Task requirements ::
Select each line of the data below that contains the string "BBoxGrounder" and reproduce those lines in full.

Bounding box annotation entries
## START
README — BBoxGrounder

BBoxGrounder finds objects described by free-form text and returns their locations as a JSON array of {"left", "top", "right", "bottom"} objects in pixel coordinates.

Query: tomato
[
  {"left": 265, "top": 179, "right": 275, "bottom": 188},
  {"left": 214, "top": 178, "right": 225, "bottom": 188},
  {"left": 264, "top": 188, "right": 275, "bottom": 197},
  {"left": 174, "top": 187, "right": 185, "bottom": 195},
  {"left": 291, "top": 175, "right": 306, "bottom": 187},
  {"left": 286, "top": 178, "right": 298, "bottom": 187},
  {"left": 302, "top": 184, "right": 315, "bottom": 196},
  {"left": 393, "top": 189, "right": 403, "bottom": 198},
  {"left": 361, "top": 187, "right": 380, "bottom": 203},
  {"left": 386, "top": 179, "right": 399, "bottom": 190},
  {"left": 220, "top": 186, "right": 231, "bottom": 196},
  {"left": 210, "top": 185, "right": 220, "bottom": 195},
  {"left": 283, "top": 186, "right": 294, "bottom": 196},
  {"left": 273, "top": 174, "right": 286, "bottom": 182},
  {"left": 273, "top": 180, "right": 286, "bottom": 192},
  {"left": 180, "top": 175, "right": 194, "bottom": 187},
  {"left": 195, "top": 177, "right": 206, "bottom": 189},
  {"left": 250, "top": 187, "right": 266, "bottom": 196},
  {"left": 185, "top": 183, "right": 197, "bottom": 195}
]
## END
Finished exercise ::
README — BBoxGrounder
BBoxGrounder finds objects described by free-form text and returns their locations as a JSON array of {"left", "top", "right", "bottom"} objects in pixel coordinates.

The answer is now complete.